## STUDY QUESTIONS
**A.** For the Alaska House budget article below, decide whether each statement agrees with it: (i) the budget includes a Permanent Fund dividend appropriation, (ii) the House vote was 24-14, and (iii) Dunleavy's proposal sought to close a $1.6 billion gap. For each one, answer yes or no and quote the words from the article that decide it.
**B.** List every example of receipts that the Alaska House budget article below names.
**C.** Continue the Alaska House budget article below, starting after its last sentence.

## EXTRACTED TEXT
──────
The House on Thursday approved an operating budget for the upcoming fiscal year that reduces it from current spending by $200 million.

It didn’t go nearly as far as Gov. Mike Dunleavy’s Feb. 13 proposal, which sought reductions to close a $1.6 billion gap with measures such as shutting down the Alaska Marine Highway System Oct. 1.

The $10.29 billion budget features all funding sources including federal dollars and receipts such as hunting and fishing licenses, car rental fees or university tuition.

It, however, does not include a Permanent Fund dividend appropriation. The House decided it would make that a separate appropriation put forth in a bill by Dunleavy.

The vote fell along caucus lines with the bipartisan, Democratic-led majority prevailing in the 24-14 tally. Rep. John Lincoln, D-Kotzebue, and Rep. Mark Neuman, R-Big Lake, had excused absences.
──────
## GIVEN DATA
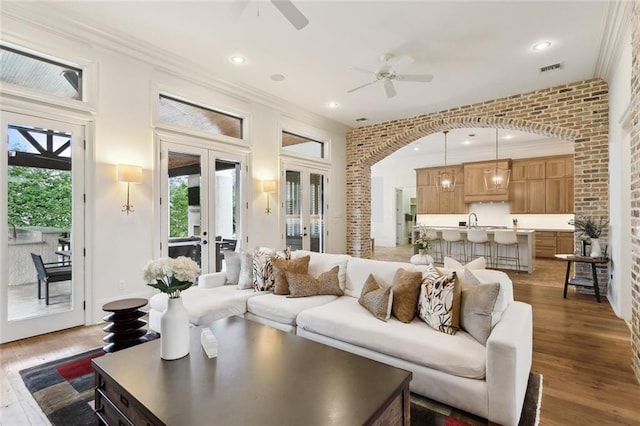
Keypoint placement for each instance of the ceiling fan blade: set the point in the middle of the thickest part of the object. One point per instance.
(292, 13)
(389, 88)
(364, 85)
(415, 77)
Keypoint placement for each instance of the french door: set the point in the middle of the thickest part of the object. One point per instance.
(304, 195)
(201, 199)
(41, 217)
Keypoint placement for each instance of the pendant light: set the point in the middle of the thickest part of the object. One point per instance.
(446, 178)
(497, 178)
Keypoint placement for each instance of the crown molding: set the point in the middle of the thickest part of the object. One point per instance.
──────
## ANSWERS TO THE EXERCISES
**A.**
(i) No: "It, however, does not include a Permanent Fund dividend appropriation."
(ii) Yes: "prevailing in the 24-14 tally"
(iii) Yes: "which sought reductions to close a $1.6 billion gap"

**B.**
- hunting and fishing licenses
- car rental fees
- university tuition

**C.**
On Monday, the House Finance Committee forwarded a budget that started with the current year’s spending rather than Dunleavy’s proposal. This did not sit well with House Minority Leader Lance Pruitt, R-Anchorage.

“In general what we did not do is we did not have the restructuring in government that the public is asking us for,” Pruitt said. “This is not about this year’s budget. If you think it’s what we’re going to deliver for the next fiscal year, then you’re absolutely looking at this budget wrong.”

Most of the minority took a turn speaking out against the budget. Freshman lawmaker and House Finance Committee member Ben Carpenter, R-Nikiski, was among the more pointed.

“We are behaving in a fiscally irresponsible manner,” Carpenter said. “We are sending the wrong message to the next generation, to our businesses who are relying upon us to have a fiscally sound policy going into the future.”

Some House Finance Committee members periodically challenged Dunleavy’s budget team for not being able to discuss the impacts of some proposed cuts or justify the cuts to their satisfaction.
This led the committee to rebuff Dunleavy on some of the major provisions such as shutting down the WWAMI School of Medical Education program or repealing local taxing authority.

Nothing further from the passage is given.